■ COSA OCCORRE
Ricopia per intero, senza alcuna modifica, il testo sulla Festa della liberazione e il governo Meloni.

■ ESTRATTO
----------
Immaginiamo la “Festa della liberazione” con il solito ricettario di polemiche. Sulla presenza nei luoghi istituzionali dei rappresentanti del governo di destra; sulla contestazione alla brigata Ebraica; sulla semplicistica equivalenza tra il ruolo dei partigiani e quello degli interventisti militaristi nella vicina guerra in Ucraina.

Giorgia Meloni – Foto da wikipedia.org – CC BY 3.0 it

Un copione già visto e abbondantemente saccheggiato, ma pur sempre polemicamente valido. In mezzo la domanda più evidente. C’è traccia di fascismo nell’ideologia del governo Meloni? Di sicuro c’è il tentativo nei suoi rappresentanti di mettersi al riparo da nostalgie con una collocazione ibrida. Né fascisti né antifascisti. Diremo, con un neologismo che si affaccia sempre più spesso nel brain storming attuale, “afascisti”. La cultura di destra tenta di rimontare un cronico quanto giustificato complesso di inferiorità rispetto a quella di sinistra. A Canfora, Cacciari, Di Cesare, a una valanga di scrittori e intellettuali che pure non sono riusciti a cambiare il mondo, chi e cosa contrappone? Un piccolo contrappeso con Giordano Bruno Guerri, Marcello Veneziani, Pierangelo Buttafuoco, Alessandro Giuli, forse Luca Ricolfi con le sue eresie. Singoli che fanno poca squadra, individualità scomposte. Il gap è ancora più evidente nel campo specifico dello spettacolo dal vivo. Pino Insegno contro tutti? Ecco perciò il tentativo di rimonta con singoli mirati interventi per invertire i rapporti di forza, condizionando l’opinione pubblica. Componendo il puzzle delle dichiarazioni degli ultimi tre mesi il progetto appare evidente. Il ministro della Cultura Sangiuliano che recupera Dante come soggetto di destra. Il ministro dell’Istruzione Valditara che si diffonde sul concetto salvifico di umiliazione e poi il più estremo di tutti, La Russa, che si cimenta in una revisionistica rilettura dell’attentato di via Rasella.
----------
Voci archiviate:
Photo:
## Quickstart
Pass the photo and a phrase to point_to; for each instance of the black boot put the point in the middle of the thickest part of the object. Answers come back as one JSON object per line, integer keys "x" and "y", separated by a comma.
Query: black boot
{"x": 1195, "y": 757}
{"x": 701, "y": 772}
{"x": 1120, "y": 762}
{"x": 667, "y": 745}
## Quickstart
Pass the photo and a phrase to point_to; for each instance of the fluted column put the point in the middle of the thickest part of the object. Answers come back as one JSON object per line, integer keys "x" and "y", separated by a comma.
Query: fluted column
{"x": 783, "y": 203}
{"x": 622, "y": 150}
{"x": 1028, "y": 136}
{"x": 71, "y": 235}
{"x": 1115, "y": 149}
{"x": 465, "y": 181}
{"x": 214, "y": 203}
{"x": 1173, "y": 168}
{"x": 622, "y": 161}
----------
■ RISPOSTA AL COMPITO
Immaginiamo la “Festa della liberazione” con il solito ricettario di polemiche. Sulla presenza nei luoghi istituzionali dei rappresentanti del governo di destra; sulla contestazione alla brigata Ebraica; sulla semplicistica equivalenza tra il ruolo dei partigiani e quello degli interventisti militaristi nella vicina guerra in Ucraina.

Giorgia Meloni – Foto da wikipedia.org – CC BY 3.0 it

Un copione già visto e abbondantemente saccheggiato, ma pur sempre polemicamente valido. In mezzo la domanda più evidente. C’è traccia di fascismo nell’ideologia del governo Meloni? Di sicuro c’è il tentativo nei suoi rappresentanti di mettersi al riparo da nostalgie con una collocazione ibrida. Né fascisti né antifascisti. Diremo, con un neologismo che si affaccia sempre più spesso nel brain storming attuale, “afascisti”. La cultura di destra tenta di rimontare un cronico quanto giustificato complesso di inferiorità rispetto a quella di sinistra. A Canfora, Cacciari, Di Cesare, a una valanga di scrittori e intellettuali che pure non sono riusciti a cambiare il mondo, chi e cosa contrappone? Un piccolo contrappeso con Giordano Bruno Guerri, Marcello Veneziani, Pierangelo Buttafuoco, Alessandro Giuli, forse Luca Ricolfi con le sue eresie. Singoli che fanno poca squadra, individualità scomposte. Il gap è ancora più evidente nel campo specifico dello spettacolo dal vivo. Pino Insegno contro tutti? Ecco perciò il tentativo di rimonta con singoli mirati interventi per invertire i rapporti di forza, condizionando l’opinione pubblica. Componendo il puzzle delle dichiarazioni degli ultimi tre mesi il progetto appare evidente. Il ministro della Cultura Sangiuliano che recupera Dante come soggetto di destra. Il ministro dell’Istruzione Valditara che si diffonde sul concetto salvifico di umiliazione e poi il più estremo di tutti, La Russa, che si cimenta in una revisionistica rilettura dell’attentato di via Rasella.